#### Aim:
Update the rows from the very first line through the line with "left=0, top=1117, right=567, bottom=1220" by putting "open-ended" wherever "free-form" appears, leaving everything else as it is.

#### Source records:

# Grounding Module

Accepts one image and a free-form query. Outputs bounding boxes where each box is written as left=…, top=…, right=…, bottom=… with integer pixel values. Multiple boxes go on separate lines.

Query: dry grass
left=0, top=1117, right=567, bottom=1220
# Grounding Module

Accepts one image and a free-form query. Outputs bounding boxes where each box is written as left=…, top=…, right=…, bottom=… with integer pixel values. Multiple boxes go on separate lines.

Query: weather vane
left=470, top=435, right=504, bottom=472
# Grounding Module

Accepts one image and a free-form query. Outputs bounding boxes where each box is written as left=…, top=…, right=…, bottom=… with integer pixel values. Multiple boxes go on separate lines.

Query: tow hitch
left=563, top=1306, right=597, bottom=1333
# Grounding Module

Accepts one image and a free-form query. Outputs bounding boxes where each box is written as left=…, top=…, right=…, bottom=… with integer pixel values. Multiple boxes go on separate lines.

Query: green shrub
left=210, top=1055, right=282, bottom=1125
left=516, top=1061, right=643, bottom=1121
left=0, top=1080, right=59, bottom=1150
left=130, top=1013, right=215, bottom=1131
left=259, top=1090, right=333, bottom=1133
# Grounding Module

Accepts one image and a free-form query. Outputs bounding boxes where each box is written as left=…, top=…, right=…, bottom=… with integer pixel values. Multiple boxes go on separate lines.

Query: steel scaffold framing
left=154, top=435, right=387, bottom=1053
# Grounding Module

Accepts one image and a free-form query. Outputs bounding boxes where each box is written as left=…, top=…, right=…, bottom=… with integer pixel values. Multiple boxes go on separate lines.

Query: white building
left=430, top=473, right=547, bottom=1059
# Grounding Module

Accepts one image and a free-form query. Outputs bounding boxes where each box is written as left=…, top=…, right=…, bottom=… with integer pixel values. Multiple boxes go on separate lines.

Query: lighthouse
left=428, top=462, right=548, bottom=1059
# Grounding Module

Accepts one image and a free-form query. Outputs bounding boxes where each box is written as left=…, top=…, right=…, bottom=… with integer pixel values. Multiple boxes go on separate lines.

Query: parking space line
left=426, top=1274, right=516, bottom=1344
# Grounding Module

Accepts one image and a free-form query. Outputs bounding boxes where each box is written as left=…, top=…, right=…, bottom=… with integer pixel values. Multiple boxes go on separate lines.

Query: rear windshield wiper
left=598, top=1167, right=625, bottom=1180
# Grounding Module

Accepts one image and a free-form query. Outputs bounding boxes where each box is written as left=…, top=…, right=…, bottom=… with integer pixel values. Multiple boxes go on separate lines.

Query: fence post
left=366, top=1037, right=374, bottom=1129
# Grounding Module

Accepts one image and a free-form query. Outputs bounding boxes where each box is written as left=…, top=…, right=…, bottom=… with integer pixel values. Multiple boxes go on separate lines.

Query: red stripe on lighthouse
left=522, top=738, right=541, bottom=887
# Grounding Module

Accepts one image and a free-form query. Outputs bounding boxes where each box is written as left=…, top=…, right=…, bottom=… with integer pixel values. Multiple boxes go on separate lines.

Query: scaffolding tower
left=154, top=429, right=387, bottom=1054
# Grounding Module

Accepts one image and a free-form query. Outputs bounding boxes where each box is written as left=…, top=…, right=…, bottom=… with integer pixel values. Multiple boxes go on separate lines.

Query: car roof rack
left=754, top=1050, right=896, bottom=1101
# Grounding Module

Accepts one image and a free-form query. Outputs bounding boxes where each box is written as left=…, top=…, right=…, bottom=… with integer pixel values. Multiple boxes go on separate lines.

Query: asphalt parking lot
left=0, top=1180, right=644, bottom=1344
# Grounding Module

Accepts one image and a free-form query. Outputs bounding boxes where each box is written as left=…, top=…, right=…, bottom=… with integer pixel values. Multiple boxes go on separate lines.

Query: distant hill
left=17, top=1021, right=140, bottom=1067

#### Answer to the task:
# Grounding Module

Accepts one image and a open-ended query. Outputs bounding boxes where each box is written as left=…, top=…, right=…, bottom=… with integer pixel values. Multiple boxes go on separate lines.

Query: dry grass
left=0, top=1117, right=567, bottom=1220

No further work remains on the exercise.